**SET EXERCISE 1**
Update the water heater discussion: give everything from "A couple of" down to "of excess solar." again, putting "water tank" wherever "calorifier" appears.
**SET EXERCISE 2**
Write what comes next in the water heater discussion, carrying on from its final sentence.

**PAGE**
Start

I have a ati water heater model bb2212x it used to have a 1200 watt 240ac element.
I'm wanting to fit a 24vdc 600 watt element.
A couple of things I'm not sure about is will the 600 watt heat the water in a good time frame.
the old element has the thermostate fitted to it. I would have to use a seperate thermostate and its a very tight space.
Will try and put some pics up later in the day.
Cheers stuart
Seems like a lot of trouble and expense to get a worse performing product.
I suggest you simply buy a 1200W inverter and run it on 240V.
That tank is 22L. At 600W it will take 30 minutes or more to heat. What is your battery capacity and how do you recharge them?
It is also a calorifier. What is the vehicle it is in? We have a calorifier the same size as that one (different brand). We heat it via the engine while driving or via the diesel heater. It has a 750W 240V element, but we would never heat it with electricity unless we have a lot of excess solar.

End

**SUPPLIED RECORDS**
Start

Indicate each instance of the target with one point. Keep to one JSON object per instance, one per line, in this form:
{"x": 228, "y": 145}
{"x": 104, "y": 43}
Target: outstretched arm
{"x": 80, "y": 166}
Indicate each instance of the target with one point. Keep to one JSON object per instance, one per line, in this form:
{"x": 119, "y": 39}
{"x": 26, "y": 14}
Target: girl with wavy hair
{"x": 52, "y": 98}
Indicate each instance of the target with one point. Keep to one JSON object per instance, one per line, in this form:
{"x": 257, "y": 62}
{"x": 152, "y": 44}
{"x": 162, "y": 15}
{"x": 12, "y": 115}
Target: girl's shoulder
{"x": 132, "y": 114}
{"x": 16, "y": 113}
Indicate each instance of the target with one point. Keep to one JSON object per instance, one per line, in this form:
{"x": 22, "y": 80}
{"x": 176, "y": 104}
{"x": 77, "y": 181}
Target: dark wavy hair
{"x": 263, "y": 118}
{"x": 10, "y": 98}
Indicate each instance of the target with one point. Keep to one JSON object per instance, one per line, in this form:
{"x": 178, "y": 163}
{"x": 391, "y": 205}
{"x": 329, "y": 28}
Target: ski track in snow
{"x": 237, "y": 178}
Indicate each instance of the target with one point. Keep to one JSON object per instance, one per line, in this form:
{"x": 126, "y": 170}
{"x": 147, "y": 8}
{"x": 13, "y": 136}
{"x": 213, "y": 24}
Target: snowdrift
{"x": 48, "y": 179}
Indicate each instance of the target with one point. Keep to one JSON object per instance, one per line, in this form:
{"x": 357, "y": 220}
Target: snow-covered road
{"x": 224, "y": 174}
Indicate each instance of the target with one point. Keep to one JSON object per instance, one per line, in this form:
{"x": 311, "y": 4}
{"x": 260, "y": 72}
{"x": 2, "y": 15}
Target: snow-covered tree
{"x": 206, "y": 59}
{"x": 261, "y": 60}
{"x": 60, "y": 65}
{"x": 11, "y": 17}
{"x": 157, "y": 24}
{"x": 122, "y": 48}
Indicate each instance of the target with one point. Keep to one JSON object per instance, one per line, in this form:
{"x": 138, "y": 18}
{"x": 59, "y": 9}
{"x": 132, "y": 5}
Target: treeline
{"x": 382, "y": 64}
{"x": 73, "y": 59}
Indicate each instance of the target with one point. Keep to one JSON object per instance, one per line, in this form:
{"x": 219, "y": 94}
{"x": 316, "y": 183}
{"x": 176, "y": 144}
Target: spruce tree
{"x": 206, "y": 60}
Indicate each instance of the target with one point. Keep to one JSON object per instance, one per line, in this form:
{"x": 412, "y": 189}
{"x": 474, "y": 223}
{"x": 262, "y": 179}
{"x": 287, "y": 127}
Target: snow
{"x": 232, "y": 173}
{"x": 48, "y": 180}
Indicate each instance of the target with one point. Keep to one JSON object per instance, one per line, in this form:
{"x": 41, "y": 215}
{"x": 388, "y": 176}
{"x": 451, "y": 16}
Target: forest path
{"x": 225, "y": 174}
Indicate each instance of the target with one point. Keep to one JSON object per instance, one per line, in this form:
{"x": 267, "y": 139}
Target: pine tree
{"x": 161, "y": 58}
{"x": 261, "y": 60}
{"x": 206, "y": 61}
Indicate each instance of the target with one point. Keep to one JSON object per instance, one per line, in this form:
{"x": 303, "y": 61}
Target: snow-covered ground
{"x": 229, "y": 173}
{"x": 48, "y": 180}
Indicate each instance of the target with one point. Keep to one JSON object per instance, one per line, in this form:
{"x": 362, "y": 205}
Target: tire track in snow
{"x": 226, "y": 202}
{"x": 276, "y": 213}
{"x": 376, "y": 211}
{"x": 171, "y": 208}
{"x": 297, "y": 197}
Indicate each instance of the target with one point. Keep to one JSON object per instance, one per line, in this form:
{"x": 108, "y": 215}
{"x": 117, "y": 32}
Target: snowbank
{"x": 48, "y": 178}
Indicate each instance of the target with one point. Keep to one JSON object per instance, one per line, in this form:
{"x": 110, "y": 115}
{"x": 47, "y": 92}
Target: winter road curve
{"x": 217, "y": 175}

End

**OUTPUT 1**
A couple of things I'm not sure about is will the 600 watt heat the water in a good time frame.
the old element has the thermostate fitted to it. I would have to use a seperate thermostate and its a very tight space.
Will try and put some pics up later in the day.
Cheers stuart
Seems like a lot of trouble and expense to get a worse performing product.
I suggest you simply buy a 1200W inverter and run it on 240V.
That tank is 22L. At 600W it will take 30 minutes or more to heat. What is your battery capacity and how do you recharge them?
It is also a water tank. What is the vehicle it is in? We have a water tank the same size as that one (different brand). We heat it via the engine while driving or via the diesel heater. It has a 750W 240V element, but we would never heat it with electricity unless we have a lot of excess solar.

**OUTPUT 2**
Thank you peter
The vehicle is a 1418 mercedes coach and will heat the water. While on the road
I'm about to start on the solar i can fit about 2500 watts and more later if i need.
I thought there would be less loss without the inverter and one less to think about
Cheers stuart
With 2.5kW of solar (or more) I would definitely stay with 220/240V and 1200W for heating the HWS via an inverter (when it is not hot from driving) as well as diesel. And I would have no gas in the vehicle at all. Cook with a 220V induction cook top.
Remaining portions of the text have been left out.